| Given information |
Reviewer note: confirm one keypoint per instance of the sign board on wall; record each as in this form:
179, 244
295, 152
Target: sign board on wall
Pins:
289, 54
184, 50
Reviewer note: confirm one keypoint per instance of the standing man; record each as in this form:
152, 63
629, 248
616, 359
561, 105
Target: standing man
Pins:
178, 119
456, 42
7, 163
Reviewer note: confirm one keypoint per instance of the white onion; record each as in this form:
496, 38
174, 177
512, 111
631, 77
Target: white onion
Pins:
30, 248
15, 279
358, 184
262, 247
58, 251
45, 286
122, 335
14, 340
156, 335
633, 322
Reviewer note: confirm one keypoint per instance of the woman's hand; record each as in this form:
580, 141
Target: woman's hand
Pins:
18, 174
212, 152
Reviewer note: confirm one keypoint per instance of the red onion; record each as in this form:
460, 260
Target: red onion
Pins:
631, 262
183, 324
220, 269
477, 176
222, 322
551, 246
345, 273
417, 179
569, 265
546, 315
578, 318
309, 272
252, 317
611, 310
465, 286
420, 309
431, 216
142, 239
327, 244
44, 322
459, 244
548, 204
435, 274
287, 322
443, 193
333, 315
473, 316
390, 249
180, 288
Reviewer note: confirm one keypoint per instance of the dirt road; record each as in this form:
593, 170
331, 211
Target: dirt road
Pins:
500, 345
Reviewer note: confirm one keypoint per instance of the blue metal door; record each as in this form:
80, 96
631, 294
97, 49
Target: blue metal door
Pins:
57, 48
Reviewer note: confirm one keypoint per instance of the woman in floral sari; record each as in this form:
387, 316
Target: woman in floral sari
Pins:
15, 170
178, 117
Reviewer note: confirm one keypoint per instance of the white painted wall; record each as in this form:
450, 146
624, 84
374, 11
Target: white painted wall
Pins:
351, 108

| What the exercise asks |
Print the material once more, exactly.

| Expected output |
Reviewer note: confirm one keypoint per instance of the sign board on wall; record each as in this form:
179, 244
295, 152
Target: sign board on wall
Pins:
289, 54
184, 50
Reviewer note: confirm one keypoint per instance of the standing man; record each as in this form:
152, 63
629, 248
616, 359
561, 105
Target: standing man
Pins:
178, 119
456, 42
7, 163
Reviewer note: confirm one keypoint per instance of the white onion; record each as in this form:
496, 38
174, 177
512, 111
631, 77
Target: white onion
Pins:
30, 248
15, 279
358, 184
262, 247
58, 251
45, 286
122, 335
14, 340
156, 335
633, 322
Reviewer note: confirm one keypoint per instance of the woman's hand; record each as in this form:
580, 141
Target: woman's hand
Pins:
18, 174
212, 152
Reviewer note: confirm one keypoint per instance of the red onion; record each as in this form:
460, 260
Target: red onion
Pins:
631, 262
183, 324
220, 269
477, 176
222, 322
551, 246
345, 273
417, 179
569, 265
546, 315
578, 318
309, 272
252, 317
611, 310
465, 286
420, 309
431, 216
142, 239
327, 244
44, 322
459, 244
548, 204
435, 274
287, 322
443, 193
333, 315
473, 316
390, 249
180, 288
Reviewer note: confirm one keypoint per instance of the dirt road; record each as in this form:
593, 170
331, 211
Target: dirt road
Pins:
500, 345
Reviewer note: confirm one keypoint per instance of the blue metal door; record each as in this form:
80, 96
631, 294
97, 49
Target: blue metal door
Pins:
57, 48
Reviewer note: confirm one keypoint per instance of the woman in floral sari; record each as in this form:
387, 316
Target: woman in floral sari
Pins:
15, 170
178, 117
Reviewer note: confirm one keypoint per instance of the white painted wall; record each as in this form:
450, 146
624, 84
374, 11
Target: white painted wall
Pins:
351, 108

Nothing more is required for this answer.